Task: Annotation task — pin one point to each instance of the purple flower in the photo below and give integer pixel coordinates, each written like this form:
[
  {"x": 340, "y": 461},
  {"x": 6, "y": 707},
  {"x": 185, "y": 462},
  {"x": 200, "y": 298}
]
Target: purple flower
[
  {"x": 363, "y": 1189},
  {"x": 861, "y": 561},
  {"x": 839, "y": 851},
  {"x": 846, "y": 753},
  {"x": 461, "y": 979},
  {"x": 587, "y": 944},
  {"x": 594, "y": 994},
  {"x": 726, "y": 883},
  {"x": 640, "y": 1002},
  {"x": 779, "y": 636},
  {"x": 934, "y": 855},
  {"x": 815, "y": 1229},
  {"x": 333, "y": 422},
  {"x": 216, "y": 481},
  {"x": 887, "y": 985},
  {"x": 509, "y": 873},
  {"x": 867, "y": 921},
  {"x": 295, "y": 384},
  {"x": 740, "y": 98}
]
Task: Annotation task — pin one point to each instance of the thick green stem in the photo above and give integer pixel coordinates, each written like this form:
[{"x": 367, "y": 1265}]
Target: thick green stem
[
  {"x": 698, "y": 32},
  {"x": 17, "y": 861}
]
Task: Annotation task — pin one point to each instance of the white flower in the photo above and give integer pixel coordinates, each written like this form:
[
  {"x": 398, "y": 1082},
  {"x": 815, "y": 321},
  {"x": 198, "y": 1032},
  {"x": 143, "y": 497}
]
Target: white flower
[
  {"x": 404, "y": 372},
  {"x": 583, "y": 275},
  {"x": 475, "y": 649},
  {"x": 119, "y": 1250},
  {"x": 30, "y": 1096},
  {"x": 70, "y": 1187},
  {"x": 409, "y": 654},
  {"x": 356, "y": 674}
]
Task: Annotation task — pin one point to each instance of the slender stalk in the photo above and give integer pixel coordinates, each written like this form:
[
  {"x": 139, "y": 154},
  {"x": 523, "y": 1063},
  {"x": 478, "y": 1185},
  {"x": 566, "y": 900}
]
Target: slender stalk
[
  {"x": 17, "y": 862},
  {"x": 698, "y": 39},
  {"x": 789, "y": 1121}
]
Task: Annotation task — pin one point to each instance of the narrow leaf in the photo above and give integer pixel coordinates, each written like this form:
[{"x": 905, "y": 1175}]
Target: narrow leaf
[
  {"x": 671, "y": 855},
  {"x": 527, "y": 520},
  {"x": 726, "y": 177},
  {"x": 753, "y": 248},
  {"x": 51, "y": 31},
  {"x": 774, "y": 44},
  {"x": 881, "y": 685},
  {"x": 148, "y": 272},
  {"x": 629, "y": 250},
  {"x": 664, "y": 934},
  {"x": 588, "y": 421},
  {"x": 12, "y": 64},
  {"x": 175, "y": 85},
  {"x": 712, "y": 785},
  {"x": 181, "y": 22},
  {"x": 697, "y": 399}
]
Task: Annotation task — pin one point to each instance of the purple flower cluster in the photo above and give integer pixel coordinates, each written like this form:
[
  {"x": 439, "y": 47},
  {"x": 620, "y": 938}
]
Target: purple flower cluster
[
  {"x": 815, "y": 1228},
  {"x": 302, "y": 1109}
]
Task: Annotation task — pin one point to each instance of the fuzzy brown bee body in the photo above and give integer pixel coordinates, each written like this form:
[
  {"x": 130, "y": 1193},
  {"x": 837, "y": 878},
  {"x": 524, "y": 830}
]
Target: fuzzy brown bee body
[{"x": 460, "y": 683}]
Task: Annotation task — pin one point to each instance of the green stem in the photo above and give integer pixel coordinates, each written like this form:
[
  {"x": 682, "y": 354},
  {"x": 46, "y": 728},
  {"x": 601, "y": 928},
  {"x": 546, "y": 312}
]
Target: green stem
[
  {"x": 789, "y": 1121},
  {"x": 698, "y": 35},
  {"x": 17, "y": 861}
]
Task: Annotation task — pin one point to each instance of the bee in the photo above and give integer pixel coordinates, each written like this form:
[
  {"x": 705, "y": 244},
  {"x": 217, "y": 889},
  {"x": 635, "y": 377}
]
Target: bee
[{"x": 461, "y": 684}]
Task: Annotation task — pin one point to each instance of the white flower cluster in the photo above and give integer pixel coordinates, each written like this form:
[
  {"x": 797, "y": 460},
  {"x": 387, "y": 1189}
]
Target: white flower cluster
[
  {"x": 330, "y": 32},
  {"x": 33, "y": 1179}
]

◇ ◇ ◇ ◇ ◇

Directions:
Give back all of the data above, line for line, with no changes.

Result:
Task: Annotation task — pin one point to each instance of the purple flower in the photo below and give integer pixel coordinates, each written like this form:
[
  {"x": 340, "y": 461},
  {"x": 6, "y": 707},
  {"x": 185, "y": 462},
  {"x": 200, "y": 298}
]
Target: purple flower
[
  {"x": 363, "y": 1189},
  {"x": 861, "y": 561},
  {"x": 839, "y": 851},
  {"x": 846, "y": 753},
  {"x": 461, "y": 979},
  {"x": 587, "y": 944},
  {"x": 594, "y": 994},
  {"x": 726, "y": 883},
  {"x": 640, "y": 1002},
  {"x": 779, "y": 636},
  {"x": 934, "y": 855},
  {"x": 815, "y": 1229},
  {"x": 333, "y": 422},
  {"x": 216, "y": 481},
  {"x": 887, "y": 985},
  {"x": 509, "y": 873},
  {"x": 867, "y": 921},
  {"x": 295, "y": 384},
  {"x": 740, "y": 98}
]
Task: Annotation task — pin one point to each instance of the thick green stem in the photo above and give integer pixel coordinates, each written like this form:
[{"x": 367, "y": 1265}]
Target: thick green stem
[
  {"x": 698, "y": 32},
  {"x": 17, "y": 861}
]
Task: Annotation task — pin one point to each instance of the white flower in the photo above and give integer pixel coordinates, each written like this form:
[
  {"x": 398, "y": 1082},
  {"x": 815, "y": 321},
  {"x": 198, "y": 1032},
  {"x": 143, "y": 497}
]
Target: white flower
[
  {"x": 404, "y": 372},
  {"x": 583, "y": 275},
  {"x": 475, "y": 649},
  {"x": 119, "y": 1250},
  {"x": 30, "y": 1096},
  {"x": 70, "y": 1187},
  {"x": 409, "y": 654},
  {"x": 356, "y": 674}
]
Task: Annotation task — pin one point to each instance of the slender stalk in the photo above and give integer pixel coordinates, each written like this form:
[
  {"x": 139, "y": 154},
  {"x": 523, "y": 1063},
  {"x": 478, "y": 1185},
  {"x": 566, "y": 900}
]
Target: slender stalk
[
  {"x": 17, "y": 862},
  {"x": 698, "y": 39},
  {"x": 789, "y": 1121}
]
Task: Annotation task — pin one point to each instance of the narrow leaf in the photo above and give integer pixel coordinates, each written like this form:
[{"x": 905, "y": 1175}]
Target: narrow leaf
[
  {"x": 671, "y": 855},
  {"x": 527, "y": 520},
  {"x": 726, "y": 177},
  {"x": 753, "y": 248},
  {"x": 51, "y": 31},
  {"x": 774, "y": 44},
  {"x": 881, "y": 685},
  {"x": 148, "y": 272},
  {"x": 629, "y": 250},
  {"x": 664, "y": 934},
  {"x": 588, "y": 421},
  {"x": 12, "y": 64},
  {"x": 175, "y": 85},
  {"x": 712, "y": 785},
  {"x": 181, "y": 22},
  {"x": 697, "y": 399}
]
Task: Annotation task — pin one point to each instance of the purple flower cluster in the photo above and give integer pixel coordinates, each written like this form:
[
  {"x": 439, "y": 47},
  {"x": 620, "y": 938}
]
Target: purple flower cluster
[
  {"x": 815, "y": 1228},
  {"x": 302, "y": 1109}
]
Task: Annotation task — pin one point to each instance of the fuzzy brown bee body in the photo above and give integer pixel coordinates, each written like this form:
[
  {"x": 130, "y": 1193},
  {"x": 837, "y": 878},
  {"x": 524, "y": 830}
]
Target: fuzzy brown bee body
[{"x": 460, "y": 683}]
Task: Annotation task — pin one point to each instance of the green stem in the photo above and give integer pixel coordinates, each written like this form:
[
  {"x": 682, "y": 354},
  {"x": 46, "y": 728},
  {"x": 601, "y": 928},
  {"x": 546, "y": 312}
]
Target: green stem
[
  {"x": 789, "y": 1121},
  {"x": 698, "y": 35},
  {"x": 17, "y": 861}
]
Task: Annotation task — pin one point to each instance of the bee in the photo above and give integer pixel coordinates, each written like this form:
[
  {"x": 705, "y": 244},
  {"x": 217, "y": 889},
  {"x": 635, "y": 377}
]
Target: bee
[{"x": 461, "y": 684}]
Task: Annotation task — pin one point to each instance of the white flower cluster in the photo above and give integer pixel coordinates, each written like this form:
[
  {"x": 797, "y": 460},
  {"x": 387, "y": 1189}
]
Target: white flower cluster
[
  {"x": 330, "y": 32},
  {"x": 33, "y": 1179}
]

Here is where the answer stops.